Region pointing data
▶

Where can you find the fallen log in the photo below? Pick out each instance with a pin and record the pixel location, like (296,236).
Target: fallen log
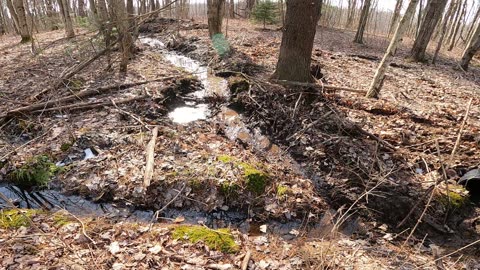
(150,160)
(82,94)
(91,105)
(319,86)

◀

PROBLEM TO WORK ON -> Write the records out in full, word for word; leave every picture behind.

PROBLEM SOLUTION ->
Where can you find the fallen log in the photo below? Pick out each instance with a pin and record the pixel location, like (296,236).
Target: fallen log
(150,160)
(82,94)
(91,105)
(319,86)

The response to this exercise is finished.